• **Stated problem**: Rewrite the items from the start through the line containing "x=151, y=65", with every "Target" replaced by "Object" and all else unchanged.

• **Supplied material**:
# # # # #

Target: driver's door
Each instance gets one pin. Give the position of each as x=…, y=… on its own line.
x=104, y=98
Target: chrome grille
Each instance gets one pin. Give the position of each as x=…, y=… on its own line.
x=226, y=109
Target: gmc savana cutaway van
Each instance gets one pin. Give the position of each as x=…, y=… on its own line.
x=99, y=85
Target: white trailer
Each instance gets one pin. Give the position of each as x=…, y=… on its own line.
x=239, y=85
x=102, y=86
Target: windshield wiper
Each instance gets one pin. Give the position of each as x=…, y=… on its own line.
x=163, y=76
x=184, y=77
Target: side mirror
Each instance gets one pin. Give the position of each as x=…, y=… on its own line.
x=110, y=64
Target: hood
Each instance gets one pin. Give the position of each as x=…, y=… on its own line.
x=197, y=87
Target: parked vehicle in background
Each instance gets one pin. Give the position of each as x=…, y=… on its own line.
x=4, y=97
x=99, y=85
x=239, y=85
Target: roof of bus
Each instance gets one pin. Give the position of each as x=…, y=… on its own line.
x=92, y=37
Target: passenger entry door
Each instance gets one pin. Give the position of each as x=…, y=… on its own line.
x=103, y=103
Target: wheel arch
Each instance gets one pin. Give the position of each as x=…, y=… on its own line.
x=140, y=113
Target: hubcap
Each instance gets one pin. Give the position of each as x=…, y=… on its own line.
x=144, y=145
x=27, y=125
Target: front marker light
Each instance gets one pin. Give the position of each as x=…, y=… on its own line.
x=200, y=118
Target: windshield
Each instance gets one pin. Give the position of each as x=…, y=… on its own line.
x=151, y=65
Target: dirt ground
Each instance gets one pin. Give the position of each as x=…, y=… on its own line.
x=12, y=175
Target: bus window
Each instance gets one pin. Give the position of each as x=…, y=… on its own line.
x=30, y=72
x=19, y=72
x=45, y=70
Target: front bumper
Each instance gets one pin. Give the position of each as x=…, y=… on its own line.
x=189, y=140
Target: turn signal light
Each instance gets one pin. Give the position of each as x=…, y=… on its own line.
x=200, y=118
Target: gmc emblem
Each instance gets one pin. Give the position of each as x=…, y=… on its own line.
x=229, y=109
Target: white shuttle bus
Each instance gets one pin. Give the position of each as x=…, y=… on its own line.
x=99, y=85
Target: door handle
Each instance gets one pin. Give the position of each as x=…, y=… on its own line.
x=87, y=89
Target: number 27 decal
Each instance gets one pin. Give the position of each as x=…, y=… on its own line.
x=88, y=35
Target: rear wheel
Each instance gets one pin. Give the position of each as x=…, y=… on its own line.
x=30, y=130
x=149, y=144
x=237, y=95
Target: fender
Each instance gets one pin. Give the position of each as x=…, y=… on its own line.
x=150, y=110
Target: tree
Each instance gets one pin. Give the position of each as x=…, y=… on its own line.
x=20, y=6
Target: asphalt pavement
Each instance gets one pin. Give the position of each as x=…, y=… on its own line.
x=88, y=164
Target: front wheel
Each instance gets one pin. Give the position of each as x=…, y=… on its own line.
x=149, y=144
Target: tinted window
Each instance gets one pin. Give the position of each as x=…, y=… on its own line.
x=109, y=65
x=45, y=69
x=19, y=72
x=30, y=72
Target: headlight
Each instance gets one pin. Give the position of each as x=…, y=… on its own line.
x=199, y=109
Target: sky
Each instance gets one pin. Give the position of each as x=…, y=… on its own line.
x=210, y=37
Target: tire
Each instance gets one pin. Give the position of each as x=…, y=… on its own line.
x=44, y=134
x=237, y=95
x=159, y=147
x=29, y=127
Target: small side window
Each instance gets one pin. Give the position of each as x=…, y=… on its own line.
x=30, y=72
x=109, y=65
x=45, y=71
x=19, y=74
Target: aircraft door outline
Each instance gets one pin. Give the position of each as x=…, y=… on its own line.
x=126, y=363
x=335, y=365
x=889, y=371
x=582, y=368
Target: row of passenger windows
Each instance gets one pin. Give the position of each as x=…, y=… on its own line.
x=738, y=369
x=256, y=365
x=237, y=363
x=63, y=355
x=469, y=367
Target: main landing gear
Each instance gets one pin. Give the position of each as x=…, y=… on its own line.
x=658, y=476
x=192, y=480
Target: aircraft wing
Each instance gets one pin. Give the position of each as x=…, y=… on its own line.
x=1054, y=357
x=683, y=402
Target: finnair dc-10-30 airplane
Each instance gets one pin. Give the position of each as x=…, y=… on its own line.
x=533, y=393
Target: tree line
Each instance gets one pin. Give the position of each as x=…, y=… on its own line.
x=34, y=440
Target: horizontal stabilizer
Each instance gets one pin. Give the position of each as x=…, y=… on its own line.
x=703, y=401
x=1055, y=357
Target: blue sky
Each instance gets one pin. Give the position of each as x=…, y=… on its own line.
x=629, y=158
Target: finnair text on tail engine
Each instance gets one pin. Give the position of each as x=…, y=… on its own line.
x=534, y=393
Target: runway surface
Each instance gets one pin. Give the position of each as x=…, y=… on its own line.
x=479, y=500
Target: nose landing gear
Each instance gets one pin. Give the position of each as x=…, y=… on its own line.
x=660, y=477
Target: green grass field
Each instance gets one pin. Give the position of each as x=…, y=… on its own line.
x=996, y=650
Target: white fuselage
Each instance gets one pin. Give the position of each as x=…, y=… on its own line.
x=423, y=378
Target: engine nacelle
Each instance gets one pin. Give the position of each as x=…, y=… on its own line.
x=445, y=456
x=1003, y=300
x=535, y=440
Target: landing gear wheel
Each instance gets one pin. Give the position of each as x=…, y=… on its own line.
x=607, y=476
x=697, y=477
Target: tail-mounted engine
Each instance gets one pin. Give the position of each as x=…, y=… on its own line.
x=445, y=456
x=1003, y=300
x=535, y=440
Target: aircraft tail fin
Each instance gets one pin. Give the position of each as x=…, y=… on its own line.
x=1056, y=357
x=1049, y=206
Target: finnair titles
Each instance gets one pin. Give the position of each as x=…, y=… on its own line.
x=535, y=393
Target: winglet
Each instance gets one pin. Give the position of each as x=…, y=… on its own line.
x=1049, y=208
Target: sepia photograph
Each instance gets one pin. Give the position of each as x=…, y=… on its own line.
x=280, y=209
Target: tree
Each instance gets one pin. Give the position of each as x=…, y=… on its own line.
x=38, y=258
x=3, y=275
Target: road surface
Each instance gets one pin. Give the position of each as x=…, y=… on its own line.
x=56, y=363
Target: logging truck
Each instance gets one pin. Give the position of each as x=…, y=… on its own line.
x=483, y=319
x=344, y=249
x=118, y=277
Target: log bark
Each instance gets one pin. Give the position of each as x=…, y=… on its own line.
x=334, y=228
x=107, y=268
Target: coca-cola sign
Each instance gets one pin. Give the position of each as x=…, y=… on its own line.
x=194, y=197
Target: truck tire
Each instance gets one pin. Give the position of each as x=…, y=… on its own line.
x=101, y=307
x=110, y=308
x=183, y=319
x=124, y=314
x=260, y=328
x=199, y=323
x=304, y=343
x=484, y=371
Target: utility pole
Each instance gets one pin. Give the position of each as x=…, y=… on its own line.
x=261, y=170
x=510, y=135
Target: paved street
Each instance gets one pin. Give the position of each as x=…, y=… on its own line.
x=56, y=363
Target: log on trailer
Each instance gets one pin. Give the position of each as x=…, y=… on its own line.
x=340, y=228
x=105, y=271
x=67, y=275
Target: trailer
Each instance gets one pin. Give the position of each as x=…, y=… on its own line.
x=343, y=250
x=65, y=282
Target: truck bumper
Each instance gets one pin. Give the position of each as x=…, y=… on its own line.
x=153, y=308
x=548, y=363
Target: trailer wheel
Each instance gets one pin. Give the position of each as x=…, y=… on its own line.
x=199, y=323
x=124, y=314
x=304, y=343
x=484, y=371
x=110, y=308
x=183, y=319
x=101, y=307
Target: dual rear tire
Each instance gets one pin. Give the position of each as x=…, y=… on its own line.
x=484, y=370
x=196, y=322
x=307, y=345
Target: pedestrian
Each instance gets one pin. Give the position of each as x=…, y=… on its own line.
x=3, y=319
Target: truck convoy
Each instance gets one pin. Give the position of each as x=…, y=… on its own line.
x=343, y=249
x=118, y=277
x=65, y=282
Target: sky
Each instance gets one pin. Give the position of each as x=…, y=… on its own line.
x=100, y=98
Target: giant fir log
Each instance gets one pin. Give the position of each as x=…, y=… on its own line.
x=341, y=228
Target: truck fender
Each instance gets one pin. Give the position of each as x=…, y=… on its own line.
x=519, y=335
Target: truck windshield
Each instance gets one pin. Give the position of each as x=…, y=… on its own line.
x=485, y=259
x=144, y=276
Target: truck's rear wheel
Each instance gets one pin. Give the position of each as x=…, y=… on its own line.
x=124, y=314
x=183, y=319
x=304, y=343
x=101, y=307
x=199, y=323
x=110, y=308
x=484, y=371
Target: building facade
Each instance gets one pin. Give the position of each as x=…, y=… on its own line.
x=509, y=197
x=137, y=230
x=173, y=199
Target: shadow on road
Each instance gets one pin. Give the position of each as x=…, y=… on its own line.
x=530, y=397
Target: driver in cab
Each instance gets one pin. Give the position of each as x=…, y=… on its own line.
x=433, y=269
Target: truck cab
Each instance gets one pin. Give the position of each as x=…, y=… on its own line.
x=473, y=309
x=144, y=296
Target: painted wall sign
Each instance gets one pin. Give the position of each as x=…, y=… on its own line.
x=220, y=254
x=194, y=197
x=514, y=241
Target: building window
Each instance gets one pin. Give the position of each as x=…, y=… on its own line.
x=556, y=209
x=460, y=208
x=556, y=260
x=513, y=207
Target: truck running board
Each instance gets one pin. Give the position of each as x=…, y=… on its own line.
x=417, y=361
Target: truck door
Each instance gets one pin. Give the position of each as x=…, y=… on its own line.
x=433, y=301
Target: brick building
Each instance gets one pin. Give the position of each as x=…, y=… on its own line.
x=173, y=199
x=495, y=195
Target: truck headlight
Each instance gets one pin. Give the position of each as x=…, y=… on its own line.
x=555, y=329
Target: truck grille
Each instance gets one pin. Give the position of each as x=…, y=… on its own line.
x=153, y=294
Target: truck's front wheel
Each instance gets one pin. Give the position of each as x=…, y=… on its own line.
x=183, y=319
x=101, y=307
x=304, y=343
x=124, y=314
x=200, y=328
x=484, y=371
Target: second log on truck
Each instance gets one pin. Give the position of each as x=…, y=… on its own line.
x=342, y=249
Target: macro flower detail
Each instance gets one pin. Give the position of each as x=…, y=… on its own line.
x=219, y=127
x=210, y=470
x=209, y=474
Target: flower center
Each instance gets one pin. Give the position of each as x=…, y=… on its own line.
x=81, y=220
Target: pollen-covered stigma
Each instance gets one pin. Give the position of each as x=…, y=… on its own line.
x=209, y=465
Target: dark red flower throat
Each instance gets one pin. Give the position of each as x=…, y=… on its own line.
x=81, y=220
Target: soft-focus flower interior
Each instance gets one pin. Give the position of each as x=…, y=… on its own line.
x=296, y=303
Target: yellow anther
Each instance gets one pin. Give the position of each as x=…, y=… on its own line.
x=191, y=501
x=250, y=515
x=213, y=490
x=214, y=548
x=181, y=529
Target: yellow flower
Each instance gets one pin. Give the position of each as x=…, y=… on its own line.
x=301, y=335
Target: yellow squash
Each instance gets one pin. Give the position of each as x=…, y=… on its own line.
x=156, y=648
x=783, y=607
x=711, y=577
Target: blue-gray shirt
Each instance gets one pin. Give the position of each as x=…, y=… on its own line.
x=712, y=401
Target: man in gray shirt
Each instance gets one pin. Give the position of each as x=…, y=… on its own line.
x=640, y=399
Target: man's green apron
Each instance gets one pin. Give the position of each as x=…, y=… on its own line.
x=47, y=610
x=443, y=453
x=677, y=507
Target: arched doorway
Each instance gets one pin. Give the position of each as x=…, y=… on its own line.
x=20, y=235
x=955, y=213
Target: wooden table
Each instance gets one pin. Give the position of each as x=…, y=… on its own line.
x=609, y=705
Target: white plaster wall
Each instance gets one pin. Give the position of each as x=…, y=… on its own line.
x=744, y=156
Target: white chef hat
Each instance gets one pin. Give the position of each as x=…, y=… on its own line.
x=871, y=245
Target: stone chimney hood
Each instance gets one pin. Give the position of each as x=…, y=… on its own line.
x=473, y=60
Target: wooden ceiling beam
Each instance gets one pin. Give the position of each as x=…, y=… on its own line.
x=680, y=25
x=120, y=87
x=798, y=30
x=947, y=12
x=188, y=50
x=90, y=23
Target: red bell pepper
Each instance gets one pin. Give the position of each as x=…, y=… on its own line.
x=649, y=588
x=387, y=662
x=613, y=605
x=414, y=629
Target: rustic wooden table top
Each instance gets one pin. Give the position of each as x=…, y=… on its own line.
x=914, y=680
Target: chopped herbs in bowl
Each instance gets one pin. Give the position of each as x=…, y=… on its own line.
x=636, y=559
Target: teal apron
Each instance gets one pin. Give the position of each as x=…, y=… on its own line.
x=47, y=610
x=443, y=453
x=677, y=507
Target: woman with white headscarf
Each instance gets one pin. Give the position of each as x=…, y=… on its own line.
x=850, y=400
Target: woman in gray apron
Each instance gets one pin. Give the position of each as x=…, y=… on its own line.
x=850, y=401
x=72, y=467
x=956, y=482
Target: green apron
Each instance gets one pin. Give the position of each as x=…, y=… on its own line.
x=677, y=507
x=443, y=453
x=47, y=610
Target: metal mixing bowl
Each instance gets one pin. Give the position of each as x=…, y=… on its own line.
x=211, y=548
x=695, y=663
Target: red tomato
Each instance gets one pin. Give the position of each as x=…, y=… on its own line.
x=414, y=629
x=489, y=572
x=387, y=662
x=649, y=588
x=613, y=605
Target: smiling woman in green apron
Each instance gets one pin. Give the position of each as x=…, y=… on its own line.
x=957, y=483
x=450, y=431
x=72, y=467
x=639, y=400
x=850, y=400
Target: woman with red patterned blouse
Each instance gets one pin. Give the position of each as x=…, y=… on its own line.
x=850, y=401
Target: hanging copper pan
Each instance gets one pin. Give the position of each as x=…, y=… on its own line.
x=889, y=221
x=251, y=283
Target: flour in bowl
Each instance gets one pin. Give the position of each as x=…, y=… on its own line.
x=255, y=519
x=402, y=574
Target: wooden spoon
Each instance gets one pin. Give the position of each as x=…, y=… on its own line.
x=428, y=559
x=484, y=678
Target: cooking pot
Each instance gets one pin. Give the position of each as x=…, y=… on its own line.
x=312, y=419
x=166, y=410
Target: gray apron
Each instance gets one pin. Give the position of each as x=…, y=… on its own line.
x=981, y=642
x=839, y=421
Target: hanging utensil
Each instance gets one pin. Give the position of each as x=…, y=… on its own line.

# # # # #

• **Final result**:
Object: driver's door
Each instance gets one pin. Give the position of each as x=…, y=… on its own line.
x=104, y=98
Object: chrome grille
Each instance gets one pin. Give the position of each as x=…, y=… on its own line.
x=226, y=109
Object: gmc savana cutaway van
Each instance gets one pin. Give the position of each as x=…, y=… on its own line.
x=99, y=85
Object: white trailer
Each instance gets one pin. Give the position of each as x=…, y=… on its own line.
x=239, y=85
x=102, y=86
Object: windshield wiper
Each instance gets one pin. Give the position of each as x=…, y=… on its own line.
x=163, y=76
x=184, y=77
Object: side mirror
Each instance gets one pin. Give the position of each as x=…, y=… on its own line.
x=110, y=64
Object: hood
Each instance gets one pin. Give the position of each as x=…, y=… on its own line.
x=197, y=87
Object: parked vehicle in background
Each instance gets one pin. Give the position of each as x=…, y=… on its own line.
x=4, y=97
x=99, y=85
x=239, y=85
Object: roof of bus
Each instance gets one pin. Give the position of each as x=…, y=… on its own line.
x=92, y=37
Object: passenger entry door
Each instance gets one pin. Give the position of each as x=…, y=… on its own line.
x=103, y=103
Object: wheel arch
Each instance gets one pin. Give the position of each as x=…, y=… on its own line.
x=140, y=113
Object: hubcap
Each instance gets one pin. Give the position of each as x=…, y=… on its own line.
x=144, y=145
x=27, y=125
Object: front marker light
Each instance gets one pin. Give the position of each as x=…, y=… on its own line.
x=200, y=118
Object: windshield
Each instance gets one pin. Give the position of each as x=…, y=… on its own line.
x=151, y=65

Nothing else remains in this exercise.